[Begin READING PASSAGE]

From the Irish Loop on Newfoundland’s Avalon Peninsula, where the lilt of an accordion can reliably be heard bellowing out from an oceanside pub, to the Caledon Hills north of Toronto, where towns like Wildfield, Tullamore, and Sligo trace their history back clearly across the ocean, Canada has always worn its Irish heritage proudly on its sleeve. That grand history is there too in the stories of many of those who’ve come to define the country – from pioneers like Timothy Eaton and Nellie McClung to sporting heroes like Bobby Orr – and if you know where to look, you can see it in every aspect of modern life, and back over the ocean in the places where the stories began.
The Irish weren’t the first settlers to make a good fist of it on the frontiers of Canada, but without their stubbornness, humour, inventiveness, and art – their Irishness, really – it wouldn’t have been the Canada we’ve come to know. Of course, it would have also been a lot more difficult without Irish inventions such as the tractor, the pneumatic tire, and milk of magnesia for the troubled stomachs that come with opening up new territory.
Between 1815 and the 1860s, half a million Irish arrived in the country, 60 percent of total arrivals. Four of the country’s 22 prime ministers have been of Irish stock, and over 4.5 million Canadians – more than 10 percent of the total population – currently claim Irish heritage. There’s been a St Patrick’s Day celebration every year in Montreal since 1824, and Toronto’s, one of the largest in North America, saw over a quarter of a million people line the streets in 2019, with more than 4,000 parade participants painting the city green.
Early Migration
A lot of Newfoundlanders will tell you that it’s their Irish persistence that makes them what they are. Brought there from home to do the hard work in the newly established fisheries, it was settlers initially from Cork and later from Waterford and surrounds, who put down roots and overwintered in the outports, establishing permanent settlements. In fact, in the mid 19th century, a British government official described Newfoundland as “merely Waterford parted from the Sea.” If you visit Waterford today, you’ll find a civic plaque marking the point where thousands began that journey of migration.

[End READING PASSAGE]
[Begin RECORDED INFORMATION]

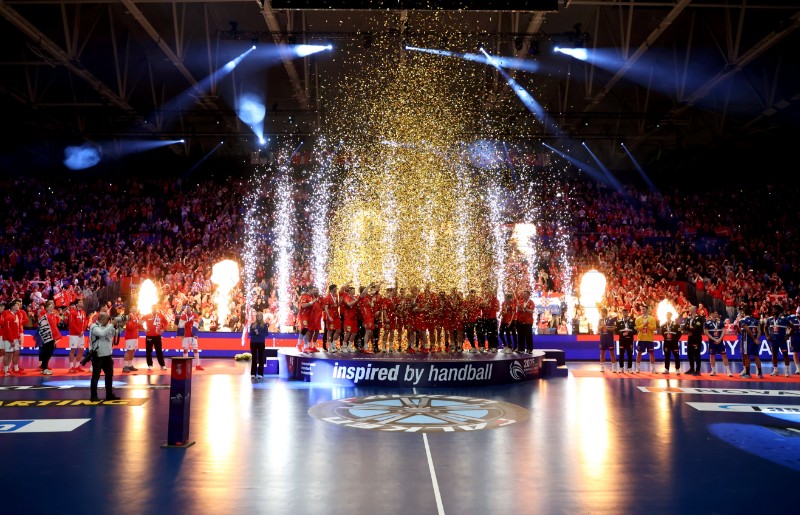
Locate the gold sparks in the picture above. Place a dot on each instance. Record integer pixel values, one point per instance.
(410, 209)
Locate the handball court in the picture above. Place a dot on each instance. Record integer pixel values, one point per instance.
(591, 443)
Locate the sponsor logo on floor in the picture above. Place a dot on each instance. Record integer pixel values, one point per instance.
(66, 385)
(59, 425)
(419, 413)
(770, 409)
(64, 403)
(720, 391)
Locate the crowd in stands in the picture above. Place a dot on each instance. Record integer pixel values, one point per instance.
(723, 248)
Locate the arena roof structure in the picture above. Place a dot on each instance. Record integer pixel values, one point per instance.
(683, 81)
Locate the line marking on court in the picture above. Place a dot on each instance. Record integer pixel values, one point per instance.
(436, 493)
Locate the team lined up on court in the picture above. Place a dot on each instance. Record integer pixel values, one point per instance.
(781, 331)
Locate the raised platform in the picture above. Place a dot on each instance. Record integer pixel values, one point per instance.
(410, 370)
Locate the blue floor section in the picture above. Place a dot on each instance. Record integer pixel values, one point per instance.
(590, 445)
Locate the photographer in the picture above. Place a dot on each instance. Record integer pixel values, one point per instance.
(101, 346)
(49, 333)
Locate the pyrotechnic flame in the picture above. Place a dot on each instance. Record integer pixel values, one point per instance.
(663, 308)
(593, 286)
(521, 235)
(147, 297)
(225, 275)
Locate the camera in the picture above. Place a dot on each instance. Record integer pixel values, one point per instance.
(88, 357)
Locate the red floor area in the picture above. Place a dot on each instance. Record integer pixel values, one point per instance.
(705, 376)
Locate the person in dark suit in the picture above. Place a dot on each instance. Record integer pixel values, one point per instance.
(101, 339)
(258, 335)
(626, 329)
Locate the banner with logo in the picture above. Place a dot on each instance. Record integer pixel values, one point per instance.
(410, 373)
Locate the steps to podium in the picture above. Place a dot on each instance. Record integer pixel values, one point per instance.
(555, 363)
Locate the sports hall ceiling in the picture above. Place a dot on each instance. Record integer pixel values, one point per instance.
(691, 77)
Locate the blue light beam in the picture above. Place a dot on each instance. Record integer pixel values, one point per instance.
(590, 170)
(611, 179)
(526, 98)
(194, 167)
(305, 50)
(251, 110)
(82, 157)
(505, 62)
(639, 169)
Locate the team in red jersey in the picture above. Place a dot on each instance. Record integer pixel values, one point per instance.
(132, 327)
(310, 319)
(190, 321)
(430, 321)
(333, 321)
(154, 324)
(49, 334)
(349, 317)
(12, 323)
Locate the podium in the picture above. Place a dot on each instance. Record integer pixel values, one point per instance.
(180, 397)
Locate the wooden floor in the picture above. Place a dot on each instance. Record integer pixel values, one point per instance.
(590, 445)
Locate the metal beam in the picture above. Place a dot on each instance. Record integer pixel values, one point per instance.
(291, 70)
(162, 44)
(734, 67)
(74, 65)
(648, 42)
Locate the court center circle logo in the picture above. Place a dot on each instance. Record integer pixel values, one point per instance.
(419, 413)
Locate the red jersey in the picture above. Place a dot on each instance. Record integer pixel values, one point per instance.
(473, 309)
(10, 325)
(316, 312)
(365, 306)
(53, 319)
(188, 321)
(76, 319)
(305, 313)
(389, 308)
(524, 316)
(132, 327)
(155, 323)
(330, 305)
(508, 311)
(348, 312)
(489, 307)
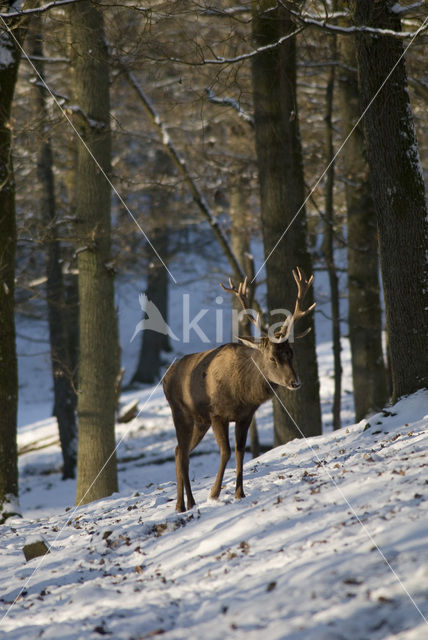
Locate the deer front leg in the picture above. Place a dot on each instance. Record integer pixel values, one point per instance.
(182, 473)
(184, 431)
(241, 430)
(221, 432)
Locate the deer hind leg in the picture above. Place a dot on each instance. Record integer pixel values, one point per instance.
(241, 430)
(221, 432)
(199, 431)
(183, 429)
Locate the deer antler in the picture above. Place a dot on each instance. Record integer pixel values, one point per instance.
(241, 294)
(302, 288)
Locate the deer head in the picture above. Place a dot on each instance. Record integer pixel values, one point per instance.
(274, 353)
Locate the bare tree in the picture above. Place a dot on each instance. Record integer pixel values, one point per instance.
(64, 395)
(97, 475)
(398, 193)
(365, 315)
(282, 194)
(11, 37)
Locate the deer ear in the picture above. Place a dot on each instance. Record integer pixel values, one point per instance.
(249, 342)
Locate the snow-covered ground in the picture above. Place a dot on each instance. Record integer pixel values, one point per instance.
(330, 543)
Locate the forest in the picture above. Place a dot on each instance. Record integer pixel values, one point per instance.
(152, 151)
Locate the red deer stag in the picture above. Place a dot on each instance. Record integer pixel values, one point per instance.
(228, 384)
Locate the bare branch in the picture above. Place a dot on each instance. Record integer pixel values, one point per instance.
(230, 102)
(310, 20)
(42, 9)
(244, 56)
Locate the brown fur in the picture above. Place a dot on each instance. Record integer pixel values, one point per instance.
(220, 386)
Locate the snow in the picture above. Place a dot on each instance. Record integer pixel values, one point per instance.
(330, 542)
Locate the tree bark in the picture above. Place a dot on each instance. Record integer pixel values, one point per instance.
(364, 314)
(153, 342)
(97, 472)
(398, 194)
(280, 163)
(240, 240)
(64, 395)
(8, 361)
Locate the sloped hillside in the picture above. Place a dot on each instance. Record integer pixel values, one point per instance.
(330, 543)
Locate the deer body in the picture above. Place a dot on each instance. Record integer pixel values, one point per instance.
(223, 385)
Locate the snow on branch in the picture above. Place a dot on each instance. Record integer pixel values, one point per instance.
(230, 102)
(181, 166)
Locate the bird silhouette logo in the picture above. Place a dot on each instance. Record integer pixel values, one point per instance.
(154, 320)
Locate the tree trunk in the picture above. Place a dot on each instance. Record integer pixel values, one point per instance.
(153, 342)
(97, 473)
(64, 395)
(240, 238)
(328, 250)
(398, 194)
(8, 361)
(279, 157)
(364, 315)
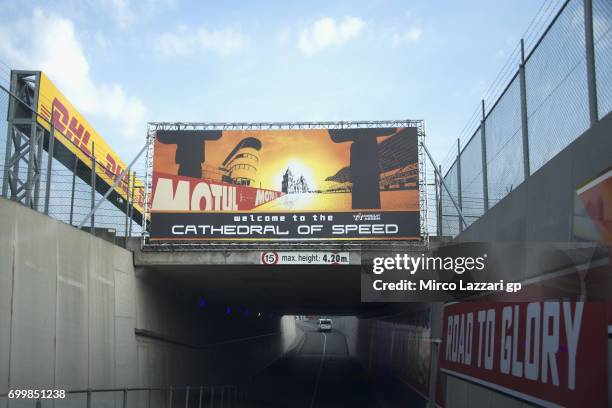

[End RECORDED INFORMATION]

DIRECTIVES:
1. Copy out the article on Canada's Irish heritage word for word, everything from "The Irish weren’t" down to "up new territory.".
2. Extend the article on Canada's Irish heritage, carrying it on from the point where it stops.

OUTPUTS:
1.
The Irish weren’t the first settlers to make a good fist of it on the frontiers of Canada, but without their stubbornness, humour, inventiveness, and art – their Irishness, really – it wouldn’t have been the Canada we’ve come to know. Of course, it would have also been a lot more difficult without Irish inventions such as the tractor, the pneumatic tire, and milk of magnesia for the troubled stomachs that come with opening up new territory.

2.
With famine and unrest driving emigrants over the waters in search of a better life, it didn’t take long for the Irish to spread beyond Newfoundland to the rest of Canada. In 1847, or Black ’47, some 15,000 Irish arrived in the bustling timber and shipbuilding port of Saint John, New Brunswick, while emigrants from Cavan and Donegal made their way to Nova Scotia. Migrants arrived as far inland as Montreal on brutal “coffin ships”. This was as far down the St Lawrence as was possible before the construction of the Lachine Canal, an engineering wonder that would ultimately be built largely by Irish migrant hands. Within five years of 1847 roughly a quarter of Toronto was Irish Catholic. In Tamworth, east of Toronto and just north of Napanee, another key migrant landing site was recognised in 2007 with the only officially sanctioned Gaeltacht (designated Irish-speaking area) outside of Ireland. Ireland Park, on Toronto’s lakeshore, features sculptures directly mirroring those in Dublin’s Famine Memorial – a single project across an ocean.
Tracing it Back
The Waterford Museum of Treasures documents the long history of the oldest city in the Republic, from Viking settlement onwards. Don’t miss the display dedicated to the city’s deep links to Newfoundland. After museum duties, be sure to take in a pint and a few reels at The Munster, one of the oldest pubs in the city, while you imagine your ancestors doing the same at the very same bar, as they steeled themselves to step on the boat and into the unknown.
Prince Edward Islanders tracing their lineage back to County Monaghan might start at Carrickmacross Workhouse, where on-site genealogists can help you find out whether your ancestors could have been housed there during the Great Hunger. But after that, turn your attention to the beauty of the surroundings they left behind, taking in fishing or hiking the 900 acres of wooded terrain around the beautiful freshwater lake of Lough Muckno, or heading via a quick drive and ferry to Devenish Island in County Fermanagh, where you can explore many centuries worth of stunning monastic ruins.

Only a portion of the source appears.